Once the pictures have been excluded, set down each remaining entry word for word.
-------------------------
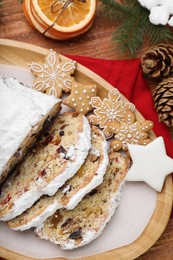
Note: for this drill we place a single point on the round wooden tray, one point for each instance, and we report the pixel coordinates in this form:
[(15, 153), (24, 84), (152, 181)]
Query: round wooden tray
[(20, 54)]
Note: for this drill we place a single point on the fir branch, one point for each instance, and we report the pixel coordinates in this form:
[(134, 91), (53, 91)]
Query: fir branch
[(133, 25)]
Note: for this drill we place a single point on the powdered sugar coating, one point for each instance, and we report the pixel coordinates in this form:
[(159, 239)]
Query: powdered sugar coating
[(28, 198), (21, 109)]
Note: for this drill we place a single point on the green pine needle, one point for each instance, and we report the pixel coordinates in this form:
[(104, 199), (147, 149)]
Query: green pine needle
[(133, 25)]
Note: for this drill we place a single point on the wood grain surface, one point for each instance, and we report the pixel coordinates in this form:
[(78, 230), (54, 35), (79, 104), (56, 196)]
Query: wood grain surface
[(95, 43)]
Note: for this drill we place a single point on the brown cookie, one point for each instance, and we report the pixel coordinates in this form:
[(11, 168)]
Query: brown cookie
[(110, 110), (53, 76), (132, 132), (80, 97)]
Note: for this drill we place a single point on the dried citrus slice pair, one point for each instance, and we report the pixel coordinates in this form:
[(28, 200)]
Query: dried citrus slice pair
[(61, 19)]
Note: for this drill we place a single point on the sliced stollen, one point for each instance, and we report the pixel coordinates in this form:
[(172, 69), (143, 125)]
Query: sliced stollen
[(56, 157), (74, 228), (24, 112), (89, 176)]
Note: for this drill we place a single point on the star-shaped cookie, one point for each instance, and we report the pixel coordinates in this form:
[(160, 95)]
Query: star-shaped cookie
[(53, 76), (150, 163), (80, 97)]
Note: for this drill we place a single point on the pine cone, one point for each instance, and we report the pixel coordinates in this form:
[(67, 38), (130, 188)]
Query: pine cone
[(163, 99), (158, 61)]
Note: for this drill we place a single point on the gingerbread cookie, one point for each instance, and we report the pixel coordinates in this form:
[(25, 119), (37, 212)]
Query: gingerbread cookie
[(131, 131), (110, 110), (80, 97), (54, 75)]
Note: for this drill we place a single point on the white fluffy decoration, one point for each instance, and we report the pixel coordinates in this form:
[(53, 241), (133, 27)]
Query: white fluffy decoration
[(161, 11)]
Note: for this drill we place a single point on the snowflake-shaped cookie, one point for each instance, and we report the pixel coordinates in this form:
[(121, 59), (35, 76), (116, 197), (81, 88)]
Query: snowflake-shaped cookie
[(110, 110), (80, 97), (161, 11), (132, 132), (53, 76)]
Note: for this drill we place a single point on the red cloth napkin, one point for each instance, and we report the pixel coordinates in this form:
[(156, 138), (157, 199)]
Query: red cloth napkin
[(126, 76)]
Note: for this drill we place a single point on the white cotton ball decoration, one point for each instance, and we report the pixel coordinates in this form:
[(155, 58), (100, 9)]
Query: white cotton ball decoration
[(161, 11)]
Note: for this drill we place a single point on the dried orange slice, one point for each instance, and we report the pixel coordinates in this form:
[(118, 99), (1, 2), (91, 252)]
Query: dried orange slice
[(61, 19)]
-------------------------
# Exercise answer
Note: for this drill we place a single point on the round wooden tray, one point for each instance, and we report the pixel coordinates in this form:
[(15, 153), (24, 84), (152, 181)]
Query: round wooden tray
[(20, 54)]
Note: for this drill we place a single point on the fir branch, one point for each instance, and we report the pixel coordinates in this form:
[(134, 91), (53, 91)]
Query: fir branch
[(133, 25)]
Note: for this drill we place a single point on the powdered sugar coating, one point for each instance, and we report the pixel coordinates in this form:
[(159, 239)]
Query: powdered sugar coating
[(28, 198), (21, 109)]
Note: for this drill we place a single point on the green pine needle, one point for each instance, and we report the pixel coordinates in this form:
[(104, 199), (147, 149)]
Query: green pine needle
[(133, 25)]
Note: for this drill we place a single point on the wood grain surface, one point for each instance, and we report the pixel coordinates in this form:
[(78, 230), (54, 35), (79, 104), (56, 196)]
Query: wood grain surface
[(95, 43)]
Note: for this drill we place a single point on the brown cookie, one point for each instance, and we report the pixel coordinates in this form:
[(11, 168)]
Query: brown cookie
[(110, 110), (53, 76), (132, 132), (80, 97)]
Note: for this drill we place a single point on the dried citrus slice pair, one point for each instance, and we report the pixel coordinates in this form:
[(28, 200)]
Query: dried citrus slice pair
[(61, 19)]
Note: for this drill we place a single point on the sliced stollen, one point for each instance, and we report the pixel coordinates in this form:
[(172, 69), (143, 125)]
Query: sliced stollen
[(56, 157), (74, 228), (24, 112), (89, 176)]
Note: for this drill we place a single point on the star-shaped cookie, one point for each instance, and we report the pixel coordinates in this form:
[(160, 95)]
Query: star-shaped cookie
[(53, 76), (150, 163), (80, 97)]
Note: for this drill we place a single point on the pine cone, one point for each instance, and we report the pixel coordinates in this form:
[(67, 38), (130, 188)]
Query: pine cone
[(163, 99), (158, 61)]
Note: for this drill we place a single point on the gingerbread cookie, one point for each instance, and we report the pixel coordinates in this form:
[(25, 119), (37, 212)]
Query: gingerbread cookie
[(131, 131), (110, 110), (80, 97), (54, 75)]
Note: for this drill we place a single point on the white fluffy decoration, one point for each instance, and we report the pixel coordinates in this form:
[(53, 241), (133, 27)]
Query: white fluffy decoration
[(161, 11)]
Note: for this drill we place a single point on the snowflake-shaped cookie, one point for each instance, and we report the pixel coordinates in this form:
[(121, 59), (35, 76), (116, 197), (81, 88)]
Query: snowflake-shaped cookie
[(110, 110), (80, 97), (161, 11), (132, 132), (53, 76)]
Note: for this drill we place a single point on the red cloth napkin, one point for each instance, and we report the pixel coordinates in this form:
[(156, 138), (157, 199)]
Query: red cloth napkin
[(126, 76)]
Note: for this drill we place a single point on the white cotton ball decoration, one point for each instance, and we report the pixel coordinates in this form:
[(155, 58), (100, 9)]
Query: white cotton ball decoration
[(161, 11)]
Note: for this drill we place a single point on the dried orange slice, one point for each instance, and we report the pixel coordinates in this form:
[(118, 99), (1, 2), (91, 252)]
Query: dried orange slice
[(61, 19)]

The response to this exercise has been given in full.